» TEXT BLOCK
+-------+

This problem remained only a potential one as leaders like Neil Kinnock, Tony Blair, and Ed Miliband bridged differences within the Party and had substantial, even if minority, support amongst the party’s legislators. But the election in Jeremy Corbyn in September 2015, on a more radical platform than any of his recent predecessors, led to his losing a no-confidence vote of Labour MPs by 4 to 1. Corbyn’s successor needs to avoid that fate whilst winning support from Party members and showing some consistency of values if not policies.

But Brexit has split the Labour vote and the loyalties of its leaders. Divisions between Leave and Remain, north and south, and old and young leaving the leadership with a Solomon-esque dilemma. This is combined with press antagonism which, along with his weaknesses, crippled Corbyn. And there’s the constitutional challenge of Scottish national ambitions that cost Labour most of its seats north of the English border.

Today’s leadership candidates and their supporters have sought to cauterize this wound with hopeful slogans of “progressive patriotism” and a “red bridge not a red wall”. The Brexit issue has gone away, in principle at least, with the passage of the bill for withdrawal from the European Union. However, feelings — cutting across traditional left-right lines — remain strong about responsibilities for Labour’s failure.

+-------+

» DATA SECTION
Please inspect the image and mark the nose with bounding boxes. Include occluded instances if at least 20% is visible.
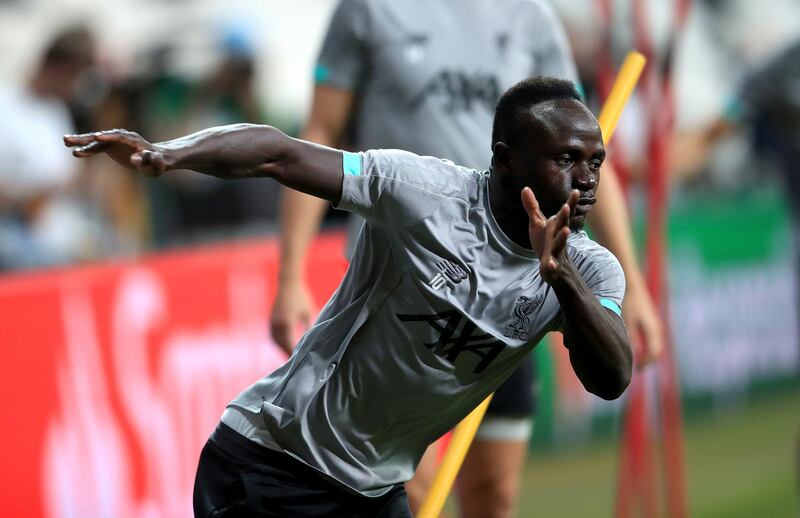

+-------+

» TASKS
(1) Reproduce the text on Labour's leadership word for word, beginning at the words "But Brexit has" and stopping after "the English border.".
(2) In three sentences, summarize the text on Labour's leadership.
The data has no connection to the text on Labour's leadership.

» TASK-BY-TASK RESULTS
(1)
But Brexit has split the Labour vote and the loyalties of its leaders. Divisions between Leave and Remain, north and south, and old and young leaving the leadership with a Solomon-esque dilemma. This is combined with press antagonism which, along with his weaknesses, crippled Corbyn. And there’s the constitutional challenge of Scottish national ambitions that cost Labour most of its seats north of the English border.

(2) Leaders such as Neil Kinnock, Tony Blair, and Ed Miliband bridged differences within Labour. Jeremy Corbyn, elected in September 2015 on a more radical platform, lost a no-confidence vote of Labour MPs by 4 to 1, a fate his successor must avoid. Brexit has split Labour's vote and its leaders' loyalties, press antagonism helped cripple Corbyn, and Scottish national ambitions cost Labour most of its seats north of the English border; although candidates offer hopeful slogans and the withdrawal bill has passed, feelings remain strong about responsibility for Labour's failure.